Take nothing but the lines from the one with "locate | one dot per instance of the wooden drawer" through the one with "locate | one dot per instance of the shelf" in the entries below, both ends kept, and return them exactly with pictures left out.

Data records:
= = = =

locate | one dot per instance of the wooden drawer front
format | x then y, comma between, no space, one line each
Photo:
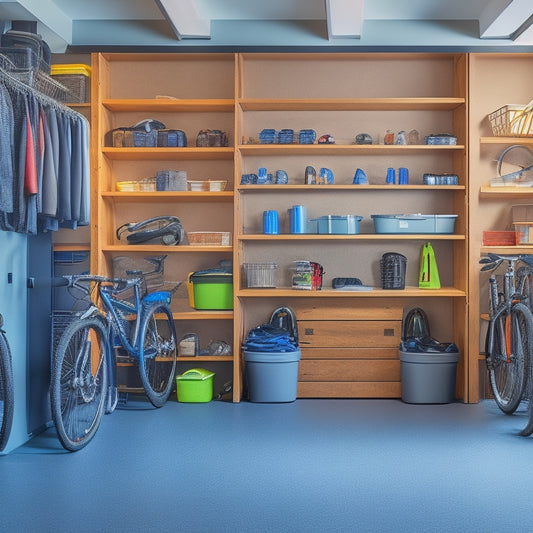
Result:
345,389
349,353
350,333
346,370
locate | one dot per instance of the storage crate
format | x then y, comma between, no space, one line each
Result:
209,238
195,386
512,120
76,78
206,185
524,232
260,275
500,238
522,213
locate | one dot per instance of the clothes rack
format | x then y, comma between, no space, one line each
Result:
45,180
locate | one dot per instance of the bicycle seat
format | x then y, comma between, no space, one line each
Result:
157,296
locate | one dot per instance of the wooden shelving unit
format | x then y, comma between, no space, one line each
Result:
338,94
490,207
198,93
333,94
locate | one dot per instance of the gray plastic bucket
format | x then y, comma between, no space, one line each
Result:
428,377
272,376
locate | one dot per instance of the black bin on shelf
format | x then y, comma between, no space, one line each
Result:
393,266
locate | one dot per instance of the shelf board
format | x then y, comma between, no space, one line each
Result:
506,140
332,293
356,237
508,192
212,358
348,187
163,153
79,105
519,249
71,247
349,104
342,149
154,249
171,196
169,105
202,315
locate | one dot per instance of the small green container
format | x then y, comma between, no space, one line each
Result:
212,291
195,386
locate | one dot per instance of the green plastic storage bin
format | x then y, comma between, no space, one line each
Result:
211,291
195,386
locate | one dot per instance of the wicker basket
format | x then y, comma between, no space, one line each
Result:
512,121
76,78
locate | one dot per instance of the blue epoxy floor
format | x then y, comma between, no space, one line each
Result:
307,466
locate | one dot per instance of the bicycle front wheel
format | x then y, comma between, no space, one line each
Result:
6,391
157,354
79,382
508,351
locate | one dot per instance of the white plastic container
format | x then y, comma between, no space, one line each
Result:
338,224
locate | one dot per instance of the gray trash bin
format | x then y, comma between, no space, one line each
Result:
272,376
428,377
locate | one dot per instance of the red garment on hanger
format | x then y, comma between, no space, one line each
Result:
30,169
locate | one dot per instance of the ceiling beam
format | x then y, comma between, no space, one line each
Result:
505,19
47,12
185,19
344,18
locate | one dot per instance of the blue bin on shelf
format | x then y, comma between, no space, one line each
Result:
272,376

= = = =

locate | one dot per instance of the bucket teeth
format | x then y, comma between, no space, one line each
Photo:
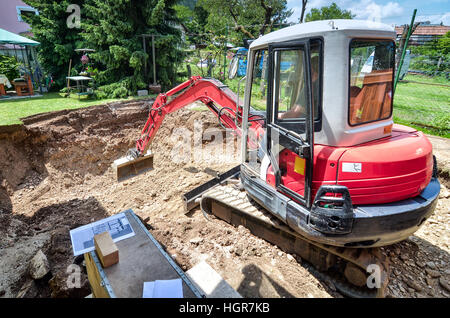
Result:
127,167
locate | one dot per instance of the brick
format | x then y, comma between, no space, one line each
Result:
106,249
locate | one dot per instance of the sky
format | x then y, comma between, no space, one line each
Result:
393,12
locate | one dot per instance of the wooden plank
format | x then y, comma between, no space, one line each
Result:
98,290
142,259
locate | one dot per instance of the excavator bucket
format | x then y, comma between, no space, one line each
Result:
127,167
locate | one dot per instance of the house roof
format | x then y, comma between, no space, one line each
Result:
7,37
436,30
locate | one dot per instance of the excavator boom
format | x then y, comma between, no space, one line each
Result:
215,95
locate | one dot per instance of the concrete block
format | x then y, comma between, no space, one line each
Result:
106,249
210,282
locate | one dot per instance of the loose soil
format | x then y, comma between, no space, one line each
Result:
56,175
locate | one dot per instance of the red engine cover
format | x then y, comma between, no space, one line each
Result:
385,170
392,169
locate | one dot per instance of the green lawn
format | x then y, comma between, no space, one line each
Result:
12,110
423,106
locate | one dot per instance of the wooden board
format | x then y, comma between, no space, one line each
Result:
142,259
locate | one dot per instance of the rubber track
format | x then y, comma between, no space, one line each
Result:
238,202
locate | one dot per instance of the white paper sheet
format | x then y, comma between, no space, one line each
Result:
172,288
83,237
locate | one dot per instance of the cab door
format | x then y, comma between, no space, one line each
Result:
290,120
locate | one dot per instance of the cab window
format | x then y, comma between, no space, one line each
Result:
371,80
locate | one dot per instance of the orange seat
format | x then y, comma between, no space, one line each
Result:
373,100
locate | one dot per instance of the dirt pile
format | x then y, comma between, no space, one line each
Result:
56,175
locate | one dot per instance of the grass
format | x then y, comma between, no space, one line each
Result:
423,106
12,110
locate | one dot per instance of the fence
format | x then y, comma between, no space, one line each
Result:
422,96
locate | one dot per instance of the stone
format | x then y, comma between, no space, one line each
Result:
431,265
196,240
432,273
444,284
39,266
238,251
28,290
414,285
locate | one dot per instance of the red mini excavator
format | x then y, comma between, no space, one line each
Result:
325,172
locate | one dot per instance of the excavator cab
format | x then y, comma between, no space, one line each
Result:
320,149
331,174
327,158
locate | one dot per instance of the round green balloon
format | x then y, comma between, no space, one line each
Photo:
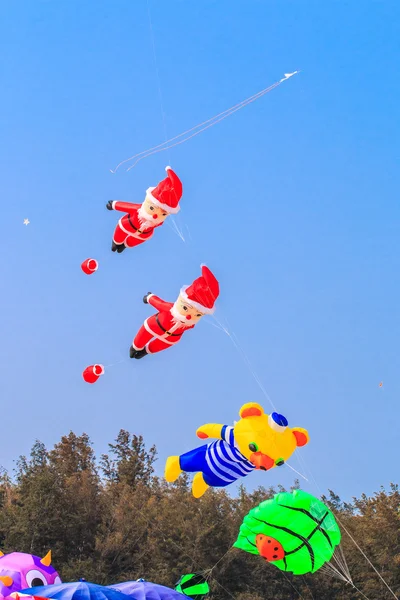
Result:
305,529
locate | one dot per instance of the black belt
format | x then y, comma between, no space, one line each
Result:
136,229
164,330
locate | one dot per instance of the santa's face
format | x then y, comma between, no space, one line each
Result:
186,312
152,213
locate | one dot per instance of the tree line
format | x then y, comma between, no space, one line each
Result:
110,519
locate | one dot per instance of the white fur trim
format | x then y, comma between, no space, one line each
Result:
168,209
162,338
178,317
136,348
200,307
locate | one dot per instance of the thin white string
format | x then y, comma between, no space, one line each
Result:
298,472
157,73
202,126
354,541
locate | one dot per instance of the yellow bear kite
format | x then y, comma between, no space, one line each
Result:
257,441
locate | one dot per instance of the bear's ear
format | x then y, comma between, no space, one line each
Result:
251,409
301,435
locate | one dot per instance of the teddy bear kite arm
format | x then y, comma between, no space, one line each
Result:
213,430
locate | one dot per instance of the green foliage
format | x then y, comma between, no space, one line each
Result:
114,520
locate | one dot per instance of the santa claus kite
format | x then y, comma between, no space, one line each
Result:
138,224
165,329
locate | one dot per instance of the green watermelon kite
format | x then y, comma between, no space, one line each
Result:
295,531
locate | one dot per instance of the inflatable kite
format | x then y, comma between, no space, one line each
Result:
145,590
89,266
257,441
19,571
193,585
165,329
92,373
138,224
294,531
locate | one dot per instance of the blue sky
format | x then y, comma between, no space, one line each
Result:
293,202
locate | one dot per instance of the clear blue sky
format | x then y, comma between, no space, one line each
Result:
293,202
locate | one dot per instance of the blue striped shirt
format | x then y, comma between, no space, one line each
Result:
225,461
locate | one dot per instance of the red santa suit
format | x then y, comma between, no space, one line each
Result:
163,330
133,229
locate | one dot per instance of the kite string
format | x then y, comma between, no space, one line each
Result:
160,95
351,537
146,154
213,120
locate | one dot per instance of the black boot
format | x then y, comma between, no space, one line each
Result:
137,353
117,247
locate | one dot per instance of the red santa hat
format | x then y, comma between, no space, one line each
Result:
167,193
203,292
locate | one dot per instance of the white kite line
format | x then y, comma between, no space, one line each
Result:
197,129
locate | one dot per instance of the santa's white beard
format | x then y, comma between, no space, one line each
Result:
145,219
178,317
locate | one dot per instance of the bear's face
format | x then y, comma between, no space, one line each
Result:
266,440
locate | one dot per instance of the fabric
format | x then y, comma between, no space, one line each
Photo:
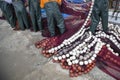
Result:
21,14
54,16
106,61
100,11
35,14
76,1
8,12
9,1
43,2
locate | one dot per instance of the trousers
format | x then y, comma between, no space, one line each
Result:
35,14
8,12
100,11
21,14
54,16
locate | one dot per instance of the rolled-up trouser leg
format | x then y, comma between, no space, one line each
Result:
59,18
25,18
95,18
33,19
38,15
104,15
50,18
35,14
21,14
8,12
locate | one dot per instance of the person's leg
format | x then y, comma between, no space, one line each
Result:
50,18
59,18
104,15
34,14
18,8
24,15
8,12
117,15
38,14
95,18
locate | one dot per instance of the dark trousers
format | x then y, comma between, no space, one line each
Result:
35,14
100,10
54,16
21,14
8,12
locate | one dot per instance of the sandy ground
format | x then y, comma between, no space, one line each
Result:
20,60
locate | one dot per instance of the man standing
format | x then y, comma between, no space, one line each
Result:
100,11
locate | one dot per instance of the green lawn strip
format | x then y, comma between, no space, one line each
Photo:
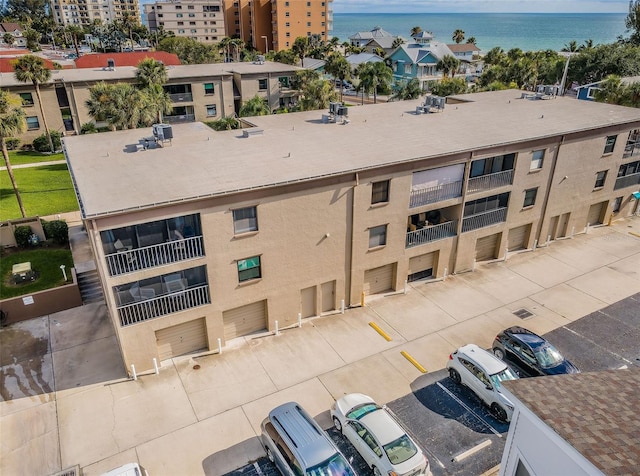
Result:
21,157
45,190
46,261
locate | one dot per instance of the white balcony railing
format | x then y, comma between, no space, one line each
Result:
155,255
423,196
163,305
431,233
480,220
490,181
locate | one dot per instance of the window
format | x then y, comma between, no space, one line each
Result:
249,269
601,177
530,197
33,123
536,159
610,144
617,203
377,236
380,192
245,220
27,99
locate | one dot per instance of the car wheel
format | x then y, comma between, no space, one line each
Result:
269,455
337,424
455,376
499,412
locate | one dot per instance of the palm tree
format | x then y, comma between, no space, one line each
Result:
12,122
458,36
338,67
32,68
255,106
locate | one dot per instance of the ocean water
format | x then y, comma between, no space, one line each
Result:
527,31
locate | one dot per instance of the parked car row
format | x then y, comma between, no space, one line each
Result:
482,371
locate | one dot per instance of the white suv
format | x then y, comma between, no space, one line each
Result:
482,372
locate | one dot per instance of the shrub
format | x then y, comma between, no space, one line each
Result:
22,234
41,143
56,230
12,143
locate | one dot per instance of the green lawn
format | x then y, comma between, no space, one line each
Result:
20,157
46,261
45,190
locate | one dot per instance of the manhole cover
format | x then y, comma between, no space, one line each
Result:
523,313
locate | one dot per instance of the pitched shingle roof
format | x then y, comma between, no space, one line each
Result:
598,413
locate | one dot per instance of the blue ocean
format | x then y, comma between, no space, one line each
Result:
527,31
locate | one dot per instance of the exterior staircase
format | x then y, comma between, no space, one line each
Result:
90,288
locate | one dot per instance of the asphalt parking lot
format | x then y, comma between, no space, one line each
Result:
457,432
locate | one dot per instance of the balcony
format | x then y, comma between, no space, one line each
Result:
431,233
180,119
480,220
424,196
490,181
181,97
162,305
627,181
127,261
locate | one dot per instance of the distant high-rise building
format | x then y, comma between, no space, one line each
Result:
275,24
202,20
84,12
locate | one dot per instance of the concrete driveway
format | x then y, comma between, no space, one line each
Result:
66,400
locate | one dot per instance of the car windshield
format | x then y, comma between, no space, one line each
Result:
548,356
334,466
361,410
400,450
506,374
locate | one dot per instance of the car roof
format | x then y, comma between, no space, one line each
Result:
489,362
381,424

= = = =

Task result:
locate | one dot per instance of the wooden drawer front
format | x then y, comma between, no space, one line each
Photo:
Result:
345,389
349,353
350,333
346,370
locate | one dot per instance of the storage crate
format | x then y, comma between, no space, one line each
Result:
209,238
195,386
512,120
76,78
206,185
524,232
260,275
500,238
522,213
locate | one dot per instance of the clothes rack
format | x then y, comma between, no space, one line each
Result:
45,180
locate | one dot per instance of the bicycle seat
format | x then y, comma between, no space, one line each
Result:
157,296
locate | one dot per instance of the wooden shelving unit
format | x then y, comma between, no space, one line each
Result:
338,94
490,207
198,93
333,94
locate | one dot per instance of the gray plastic bucket
format | x then y, comma between, no space, one line each
Result:
428,377
272,376
locate | one dot per instance of the black bin on shelf
format | x then y, comma between, no space, one line each
Result:
393,266
locate | one dot per instance of the shelf board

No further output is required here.